Do this:
Without including any images, repeat the data exactly.

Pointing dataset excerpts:
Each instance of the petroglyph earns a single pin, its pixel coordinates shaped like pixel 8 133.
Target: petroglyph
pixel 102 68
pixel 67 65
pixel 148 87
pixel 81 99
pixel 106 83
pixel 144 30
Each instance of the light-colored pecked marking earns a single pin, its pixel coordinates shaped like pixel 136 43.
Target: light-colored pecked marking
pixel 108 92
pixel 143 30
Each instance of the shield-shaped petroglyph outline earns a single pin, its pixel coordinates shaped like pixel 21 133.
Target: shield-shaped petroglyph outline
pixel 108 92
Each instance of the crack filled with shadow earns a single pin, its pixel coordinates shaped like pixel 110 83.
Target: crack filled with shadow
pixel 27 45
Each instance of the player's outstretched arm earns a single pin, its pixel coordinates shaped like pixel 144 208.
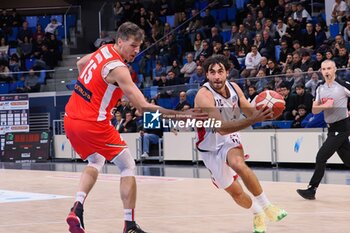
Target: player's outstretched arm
pixel 205 101
pixel 121 75
pixel 245 106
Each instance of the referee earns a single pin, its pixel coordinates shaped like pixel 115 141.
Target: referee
pixel 331 97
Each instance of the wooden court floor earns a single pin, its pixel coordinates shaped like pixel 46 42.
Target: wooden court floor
pixel 165 205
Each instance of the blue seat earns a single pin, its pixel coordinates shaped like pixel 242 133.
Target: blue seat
pixel 60 33
pixel 277 52
pixel 170 19
pixel 13 35
pixel 59 18
pixel 43 21
pixel 71 20
pixel 42 77
pixel 4 88
pixel 334 30
pixel 226 35
pixel 32 21
pixel 29 63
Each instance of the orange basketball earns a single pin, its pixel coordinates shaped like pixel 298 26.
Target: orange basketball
pixel 272 100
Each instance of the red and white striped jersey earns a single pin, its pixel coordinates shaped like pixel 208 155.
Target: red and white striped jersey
pixel 207 138
pixel 93 97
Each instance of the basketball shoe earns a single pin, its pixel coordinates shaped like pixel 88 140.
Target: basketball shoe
pixel 259 223
pixel 132 227
pixel 274 213
pixel 308 193
pixel 75 219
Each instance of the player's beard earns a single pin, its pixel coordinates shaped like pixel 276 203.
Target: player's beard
pixel 216 85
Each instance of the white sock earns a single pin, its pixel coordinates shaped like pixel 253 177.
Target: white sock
pixel 256 208
pixel 80 196
pixel 129 214
pixel 262 200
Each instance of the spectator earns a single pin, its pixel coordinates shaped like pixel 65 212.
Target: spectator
pixel 39 31
pixel 339 11
pixel 281 30
pixel 252 93
pixel 16 19
pixel 163 82
pixel 301 15
pixel 318 61
pixel 272 68
pixel 182 101
pixel 104 39
pixel 118 11
pixel 262 81
pixel 296 60
pixel 188 69
pixel 293 31
pixel 306 61
pixel 158 70
pixel 24 31
pixel 51 28
pixel 173 80
pixel 25 49
pixel 242 47
pixel 31 82
pixel 267 47
pixel 5 75
pixel 287 64
pixel 320 36
pixel 128 125
pixel 198 76
pixel 5 24
pixel 175 68
pixel 299 117
pixel 341 60
pixel 308 38
pixel 252 61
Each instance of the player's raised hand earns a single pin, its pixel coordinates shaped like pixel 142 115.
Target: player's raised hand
pixel 262 114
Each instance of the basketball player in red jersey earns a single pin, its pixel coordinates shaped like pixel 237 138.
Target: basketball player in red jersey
pixel 103 79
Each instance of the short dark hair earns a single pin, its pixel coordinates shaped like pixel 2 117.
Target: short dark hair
pixel 216 59
pixel 129 29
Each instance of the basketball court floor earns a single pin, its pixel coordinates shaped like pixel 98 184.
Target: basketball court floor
pixel 35 198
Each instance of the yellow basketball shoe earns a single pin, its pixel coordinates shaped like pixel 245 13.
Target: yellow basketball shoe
pixel 259 223
pixel 274 213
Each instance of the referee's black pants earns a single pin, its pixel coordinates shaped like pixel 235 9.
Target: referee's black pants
pixel 337 141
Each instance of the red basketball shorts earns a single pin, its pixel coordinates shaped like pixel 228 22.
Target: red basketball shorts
pixel 89 137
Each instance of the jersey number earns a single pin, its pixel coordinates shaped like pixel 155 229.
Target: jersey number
pixel 87 73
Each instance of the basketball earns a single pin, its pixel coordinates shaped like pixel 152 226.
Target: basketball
pixel 272 100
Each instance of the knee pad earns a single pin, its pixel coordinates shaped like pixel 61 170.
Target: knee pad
pixel 96 160
pixel 125 163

Result of this exercise:
Each instance of the petroglyph earns a single pin, its pixel coordinates shaped like pixel 8 133.
Target: petroglyph
pixel 102 68
pixel 67 65
pixel 148 87
pixel 81 99
pixel 106 83
pixel 144 30
Each instance of the light-colored pecked marking earns a single pin, its pixel coordinates shaped like pixel 136 43.
Target: light-colored pecked marking
pixel 108 92
pixel 143 30
Each instance of the shield-shaped petroglyph outline earns a single pin, its pixel coordinates shaped like pixel 21 133.
Target: shield-shaped petroglyph outline
pixel 108 92
Each instance of the crack filled with shadow earns a single pin, its pixel coordinates shaped like pixel 110 83.
Target: crack filled with shadow
pixel 27 45
Each instance of the player's outstretched arm earns a single pin, its pixel coordinates shaped like pixel 144 208.
Target: player's outstretched arm
pixel 205 101
pixel 121 75
pixel 245 106
Each instance of the referee earns a single pin, its pixel coordinates shaped like pixel 115 141.
Target: referee
pixel 331 97
Each instance of the wooden court floor earns a single pin, its pixel coordinates shaped like pixel 46 42.
Target: wooden court floor
pixel 165 205
Each instance of the blue seat earns a single pin, its pixel coordinates shaped like pixel 242 133.
Target: blue seat
pixel 60 33
pixel 277 52
pixel 170 19
pixel 13 35
pixel 59 18
pixel 43 21
pixel 71 20
pixel 42 77
pixel 4 88
pixel 334 30
pixel 226 35
pixel 32 21
pixel 29 63
Each instance of the orange basketball earns a single pin, its pixel coordinates shaped like pixel 298 26.
Target: orange basketball
pixel 272 100
Each instance of the red and white striped jersey earns a single pin, its pixel coordinates shaped like pixel 208 155.
Target: red and white striped jersey
pixel 207 138
pixel 93 97
Each instance of the basketball shoe earns a single pin, its pixel coordinates shaped like pixel 88 140.
Target: basketball shoe
pixel 259 223
pixel 132 227
pixel 274 213
pixel 308 193
pixel 75 219
Each instance of the player's beard earns a single pin, its pixel coordinates shaped like pixel 276 203.
Target: player's beard
pixel 216 85
Each instance of the white sock earns a single pin, its pixel coordinates shaped like pixel 253 177.
Target: white sock
pixel 256 208
pixel 80 196
pixel 129 214
pixel 262 200
Each instance of the spectator earns a single pin, its pixel coordinates shaped like pixel 65 212.
Target: spectator
pixel 39 31
pixel 339 11
pixel 281 30
pixel 252 93
pixel 16 19
pixel 163 82
pixel 301 15
pixel 318 61
pixel 272 68
pixel 182 101
pixel 104 39
pixel 118 11
pixel 262 81
pixel 296 60
pixel 188 69
pixel 293 31
pixel 306 61
pixel 158 70
pixel 24 31
pixel 51 28
pixel 173 80
pixel 25 49
pixel 242 47
pixel 31 82
pixel 267 47
pixel 5 75
pixel 287 64
pixel 320 36
pixel 128 125
pixel 198 76
pixel 5 24
pixel 175 68
pixel 299 117
pixel 341 60
pixel 308 38
pixel 252 61
Each instance of the player's raised hand earns a single pin, its pixel coordinates shaped like pixel 142 115.
Target: player's raised hand
pixel 262 114
Each instance of the basketball player in red jersey earns a single pin, its pixel coordinates shaped like pixel 237 138.
Target: basketball player in red jersey
pixel 103 79
Each instance of the short dark hair earns a single pin, its pixel coordinates shaped like pixel 2 117.
Target: short dark hair
pixel 216 59
pixel 129 29
Each instance of the basketball court floor earns a single pin, its pixel coordinates shaped like pixel 98 184.
Target: basketball court floor
pixel 35 198
Each instance of the yellow basketball shoe earns a single pin, its pixel coordinates shaped like pixel 245 13.
Target: yellow basketball shoe
pixel 259 223
pixel 274 213
Each instance of the referee's black pants earns a single pin, its pixel coordinates shaped like pixel 235 9.
Target: referee's black pants
pixel 337 141
Each instance of the red basketball shorts earns a single pin, its pixel coordinates shaped like pixel 228 22.
Target: red basketball shorts
pixel 89 137
Each instance of the jersey number earns a single pin, its pixel coordinates shaped like pixel 155 229.
Target: jersey number
pixel 87 73
Each instance of the basketball earns a single pin, its pixel coordinates shaped like pixel 152 226.
Target: basketball
pixel 272 100
Each instance of the knee pad earns a single pin, its pixel coordinates shaped like pixel 61 170.
Target: knee pad
pixel 96 160
pixel 125 163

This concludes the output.